**WHAT IS REQUIRED:**
Every single entry must be restated word for word.

** THE DATA follows **

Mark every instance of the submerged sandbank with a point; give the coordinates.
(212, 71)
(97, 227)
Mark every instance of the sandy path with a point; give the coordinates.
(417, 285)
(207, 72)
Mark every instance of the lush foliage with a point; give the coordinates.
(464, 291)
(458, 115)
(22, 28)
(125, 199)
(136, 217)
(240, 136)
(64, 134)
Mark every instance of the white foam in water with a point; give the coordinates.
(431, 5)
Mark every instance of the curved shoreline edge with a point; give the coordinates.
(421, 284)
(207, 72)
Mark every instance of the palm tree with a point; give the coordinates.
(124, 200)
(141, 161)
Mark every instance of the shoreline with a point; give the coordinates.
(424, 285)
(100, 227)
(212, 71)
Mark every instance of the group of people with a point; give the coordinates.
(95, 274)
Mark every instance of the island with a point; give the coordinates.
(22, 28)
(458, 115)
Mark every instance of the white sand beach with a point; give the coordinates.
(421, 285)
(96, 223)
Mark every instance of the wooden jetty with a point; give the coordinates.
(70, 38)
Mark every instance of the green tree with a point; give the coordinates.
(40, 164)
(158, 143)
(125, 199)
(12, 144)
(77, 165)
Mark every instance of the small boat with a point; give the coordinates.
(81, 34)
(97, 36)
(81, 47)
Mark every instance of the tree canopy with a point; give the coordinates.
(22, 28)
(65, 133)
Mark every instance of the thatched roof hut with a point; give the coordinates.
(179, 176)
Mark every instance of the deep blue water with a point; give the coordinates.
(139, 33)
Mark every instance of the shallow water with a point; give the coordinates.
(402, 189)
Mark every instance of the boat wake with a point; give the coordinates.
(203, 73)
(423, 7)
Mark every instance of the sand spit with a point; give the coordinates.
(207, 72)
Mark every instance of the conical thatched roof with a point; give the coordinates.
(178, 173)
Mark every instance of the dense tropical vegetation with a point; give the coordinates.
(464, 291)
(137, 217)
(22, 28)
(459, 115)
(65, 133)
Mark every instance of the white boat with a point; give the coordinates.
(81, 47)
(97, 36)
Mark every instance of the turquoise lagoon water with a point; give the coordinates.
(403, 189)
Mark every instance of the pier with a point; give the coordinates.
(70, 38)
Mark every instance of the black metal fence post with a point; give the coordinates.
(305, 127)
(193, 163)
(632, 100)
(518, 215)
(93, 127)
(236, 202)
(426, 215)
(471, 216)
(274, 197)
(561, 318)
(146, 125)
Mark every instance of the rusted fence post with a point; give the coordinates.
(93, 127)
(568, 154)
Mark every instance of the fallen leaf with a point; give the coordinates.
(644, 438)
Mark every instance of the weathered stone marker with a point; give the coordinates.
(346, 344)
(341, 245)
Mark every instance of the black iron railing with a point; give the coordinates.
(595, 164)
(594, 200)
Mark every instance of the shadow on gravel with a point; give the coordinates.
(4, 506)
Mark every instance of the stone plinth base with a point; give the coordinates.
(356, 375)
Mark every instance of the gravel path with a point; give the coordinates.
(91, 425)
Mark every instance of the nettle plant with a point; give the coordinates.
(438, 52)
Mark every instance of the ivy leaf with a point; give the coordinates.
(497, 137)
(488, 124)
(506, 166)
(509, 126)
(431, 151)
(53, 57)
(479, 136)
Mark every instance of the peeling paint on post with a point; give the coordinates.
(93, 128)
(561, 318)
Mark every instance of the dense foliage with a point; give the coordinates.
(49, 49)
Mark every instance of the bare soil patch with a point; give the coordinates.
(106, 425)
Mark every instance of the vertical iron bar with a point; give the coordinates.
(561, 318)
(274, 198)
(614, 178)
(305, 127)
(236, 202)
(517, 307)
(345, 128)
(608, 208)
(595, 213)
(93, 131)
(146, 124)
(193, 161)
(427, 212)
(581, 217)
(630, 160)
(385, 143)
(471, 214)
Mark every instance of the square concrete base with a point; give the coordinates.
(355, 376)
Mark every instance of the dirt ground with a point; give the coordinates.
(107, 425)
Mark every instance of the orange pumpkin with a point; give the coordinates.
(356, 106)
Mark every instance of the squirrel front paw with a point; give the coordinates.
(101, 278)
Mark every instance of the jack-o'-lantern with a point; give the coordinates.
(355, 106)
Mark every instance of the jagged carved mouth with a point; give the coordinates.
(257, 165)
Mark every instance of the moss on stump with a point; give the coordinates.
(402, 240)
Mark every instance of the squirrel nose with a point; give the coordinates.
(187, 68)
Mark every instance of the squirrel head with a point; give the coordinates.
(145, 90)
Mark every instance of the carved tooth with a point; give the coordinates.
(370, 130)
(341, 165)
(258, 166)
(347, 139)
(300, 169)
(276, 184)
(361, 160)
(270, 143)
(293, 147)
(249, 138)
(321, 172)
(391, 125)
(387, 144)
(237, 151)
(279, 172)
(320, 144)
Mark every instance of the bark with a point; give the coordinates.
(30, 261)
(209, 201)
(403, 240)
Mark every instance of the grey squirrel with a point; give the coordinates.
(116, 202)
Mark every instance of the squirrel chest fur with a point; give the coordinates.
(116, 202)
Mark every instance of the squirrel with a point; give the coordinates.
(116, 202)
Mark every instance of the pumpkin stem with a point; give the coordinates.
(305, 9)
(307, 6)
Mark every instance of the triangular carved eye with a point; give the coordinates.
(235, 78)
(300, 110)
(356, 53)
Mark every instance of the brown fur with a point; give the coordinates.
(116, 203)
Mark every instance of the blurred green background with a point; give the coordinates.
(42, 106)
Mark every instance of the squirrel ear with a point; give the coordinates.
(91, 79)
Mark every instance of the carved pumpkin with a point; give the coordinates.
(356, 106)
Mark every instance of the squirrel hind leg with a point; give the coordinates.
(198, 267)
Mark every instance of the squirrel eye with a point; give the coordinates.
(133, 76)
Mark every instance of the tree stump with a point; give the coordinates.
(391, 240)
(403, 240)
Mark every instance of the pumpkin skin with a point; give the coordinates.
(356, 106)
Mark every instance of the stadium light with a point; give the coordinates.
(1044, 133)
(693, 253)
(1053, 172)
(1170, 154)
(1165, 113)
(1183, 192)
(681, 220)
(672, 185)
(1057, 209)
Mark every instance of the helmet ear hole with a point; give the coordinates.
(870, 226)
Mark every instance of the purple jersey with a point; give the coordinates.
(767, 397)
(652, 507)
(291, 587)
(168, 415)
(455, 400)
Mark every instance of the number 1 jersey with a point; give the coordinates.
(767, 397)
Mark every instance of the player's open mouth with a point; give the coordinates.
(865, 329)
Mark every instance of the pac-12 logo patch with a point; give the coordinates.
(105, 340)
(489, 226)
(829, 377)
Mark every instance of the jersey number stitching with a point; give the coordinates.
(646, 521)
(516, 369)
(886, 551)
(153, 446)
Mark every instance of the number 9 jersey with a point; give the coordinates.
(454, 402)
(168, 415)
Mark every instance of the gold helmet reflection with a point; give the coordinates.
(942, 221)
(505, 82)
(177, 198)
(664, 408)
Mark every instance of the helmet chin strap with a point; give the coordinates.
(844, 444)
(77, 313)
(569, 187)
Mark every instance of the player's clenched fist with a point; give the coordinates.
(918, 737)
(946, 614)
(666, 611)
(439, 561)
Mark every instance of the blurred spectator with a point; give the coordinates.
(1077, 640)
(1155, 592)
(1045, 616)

** End of THE DATA **

**SOLUTION TO THIS TASK:**
Mark every instance of the submerged sandbank with a point; give the coordinates.
(212, 71)
(97, 227)
Mark every instance of the sandy path with a point; give the coordinates.
(417, 285)
(207, 72)
Mark every instance of the lush foliage with a point; give the coordinates.
(464, 291)
(458, 115)
(22, 28)
(125, 199)
(136, 217)
(240, 136)
(64, 134)
Mark every instance of the white foam in water with a point; give the coordinates.
(431, 5)
Mark every instance of the curved shoreline edge with a point; give the coordinates.
(421, 284)
(207, 72)
Mark every instance of the palm tree with a point; give the coordinates.
(124, 200)
(141, 161)
Mark every instance of the shoreline with a point; give the coordinates.
(424, 285)
(100, 227)
(212, 71)
Mark every instance of the group of people with a point; give the coordinates.
(95, 274)
Mark every instance of the island with a point; give the coordinates.
(22, 28)
(458, 115)
Mark every instance of the white sand beach with a point; give the coordinates.
(421, 285)
(96, 223)
Mark every instance of the wooden jetty with a point; give the coordinates.
(70, 38)
Mark every instance of the green tree with a point; give the coordinates.
(40, 164)
(158, 143)
(125, 199)
(12, 144)
(77, 165)
Mark every instance of the small boat with a point; give the coordinates.
(81, 34)
(97, 36)
(81, 47)
Mark every instance of the tree canopy with a point; give the coordinates.
(22, 28)
(65, 133)
Mark every instance of the thatched roof hut with a point; give the coordinates.
(179, 176)
Mark every instance of the deep blue water with a point; give the coordinates.
(139, 33)
Mark every instance of the shallow water with a point; give the coordinates.
(402, 189)
Mark every instance of the boat wake with a point; give the coordinates.
(203, 73)
(423, 7)
Mark every instance of the sand spit with a point; give the coordinates.
(207, 72)
Mark every instance of the conical thatched roof with a point; give the coordinates.
(178, 173)
Mark every instance of the dense tropical vegetation with a point; give the coordinates.
(464, 291)
(137, 217)
(22, 28)
(459, 115)
(65, 133)
Mark every instance of the white boat with a point; give the coordinates.
(81, 47)
(97, 36)
Mark every instance of the turquoise lagoon water with a point; give the coordinates.
(403, 189)
Mark every instance of the pier with a point; give the coordinates.
(70, 38)
Mark every instance of the black metal fence post with a point; give the coordinates.
(305, 127)
(193, 163)
(632, 100)
(518, 215)
(93, 127)
(236, 202)
(426, 215)
(471, 216)
(274, 197)
(561, 318)
(146, 125)
Mark every instance of the rusted fence post with a point; give the coordinates.
(93, 127)
(568, 154)
Mark every instance of the fallen leaf with a point; give the coordinates.
(644, 438)
Mark every instance of the weathered stone marker with a point; give the coordinates.
(346, 344)
(341, 245)
Mark every instance of the black iron railing with a point; give the coordinates.
(595, 164)
(594, 200)
Mark every instance of the shadow on gravel with a point; give the coordinates.
(4, 506)
Mark every instance of the stone plinth base with a point; give the coordinates.
(356, 375)
Mark every instance of the gravel path with a point; give the coordinates.
(91, 425)
Mark every instance of the nettle plant with a point; give the coordinates.
(438, 52)
Mark every instance of the ivy leaf with a point; give the coordinates.
(497, 137)
(488, 124)
(506, 166)
(509, 126)
(431, 151)
(53, 57)
(479, 136)
Mark every instance of the peeling paint on post with a point; give the coordinates.
(93, 128)
(561, 318)
Mark every instance of the dense foliage with a point; give the coordinates.
(49, 49)
Mark every instance of the bare soil patch with a point; give the coordinates.
(106, 425)
Mark every instance of the vertical iron bar with a point; give the coordinates.
(561, 318)
(274, 198)
(614, 178)
(305, 127)
(236, 202)
(517, 307)
(345, 128)
(608, 208)
(595, 213)
(93, 131)
(146, 124)
(193, 161)
(427, 212)
(581, 217)
(630, 160)
(385, 143)
(471, 214)
Mark every instance of the square concrete base with a point; give the coordinates.
(355, 376)
Mark every instance of the dirt ground with a point; give the coordinates.
(107, 425)
Mark every instance of the orange pumpkin with a point; give the coordinates.
(356, 106)
Mark every instance of the squirrel front paw with a point; give the coordinates.
(101, 278)
Mark every instance of the jack-o'-lantern with a point; give the coordinates.
(355, 106)
Mark every instance of the jagged carved mouth with a point; give the coordinates.
(257, 165)
Mark every instance of the moss on stump with a point; give the coordinates.
(402, 240)
Mark every instance of the squirrel nose with a point; give the coordinates.
(187, 68)
Mark every instance of the squirrel head with a point; give the coordinates.
(145, 90)
Mark every instance of the carved tooth with a point; give the coordinates.
(370, 130)
(341, 165)
(258, 166)
(347, 139)
(300, 169)
(276, 184)
(361, 160)
(270, 143)
(293, 147)
(249, 138)
(321, 172)
(391, 125)
(387, 144)
(237, 151)
(279, 172)
(320, 144)
Mark every instance of the bark with a point; give the coordinates.
(30, 261)
(209, 201)
(403, 240)
Mark every instance of the grey squirrel with a point; give the coordinates.
(116, 202)
Mark every instance of the squirrel chest fur with a point; give the coordinates.
(116, 202)
Mark every instance of the squirrel with a point; give the coordinates.
(116, 202)
Mark every instance of the pumpkin stem with a point; give the coordinates.
(305, 9)
(307, 6)
Mark every instance of the triangular carved eye with a point; give the coordinates.
(235, 78)
(300, 110)
(356, 53)
Mark every instance of the brown fur with a point; give the coordinates.
(116, 203)
Mark every instance of the blurred green background with a point; give the coordinates.
(42, 106)
Mark every instance of the squirrel ear with a point; give the coordinates.
(91, 79)
Mark every instance of the carved pumpkin with a point; give the coordinates.
(356, 106)
Mark every instance of the squirrel hind leg with a point; give the coordinates.
(198, 267)
Mark every instance of the squirrel eye with a point; give the coordinates.
(133, 76)
Mark every instance of the tree stump with a point; give the coordinates.
(391, 240)
(403, 240)
Mark every instance of the pumpkin skin with a point; give the coordinates.
(356, 106)
Mark every instance of the stadium light with a point; give the coordinates.
(1044, 133)
(693, 253)
(1053, 172)
(1170, 154)
(1165, 113)
(1183, 192)
(681, 220)
(672, 185)
(1057, 209)
Mark every instance of the helmet ear hole with a point; give the coordinates.
(870, 226)
Mark every instance of the purple jersey with a point; give the coordinates.
(767, 397)
(652, 507)
(291, 587)
(168, 415)
(455, 400)
Mark every instance of the number 1 jersey with a point; give the coordinates.
(767, 397)
Mark every instance of the player's open mouth with a point; give the coordinates.
(865, 329)
Mark every instance of the pac-12 logo patch with a point; give the coordinates.
(105, 340)
(489, 226)
(829, 377)
Mark every instance of the jersey number stitching with a point; give the coordinates.
(646, 521)
(516, 369)
(886, 551)
(153, 446)
Mark every instance of the number 9 jersey with a point; give the coordinates.
(454, 402)
(168, 415)
Mark every instance of the gold helmet reflection with a point; give the coordinates.
(942, 221)
(505, 82)
(177, 198)
(664, 408)
Mark every instance of the helmet chin strap with a point; give the coordinates.
(844, 444)
(77, 313)
(569, 187)
Mark every instance of the player's clenched fist with a point; give the coordinates.
(918, 737)
(946, 614)
(666, 611)
(439, 561)
Mark every instance of the blurred spectator with a point; give the coordinates.
(1077, 640)
(1155, 592)
(1045, 616)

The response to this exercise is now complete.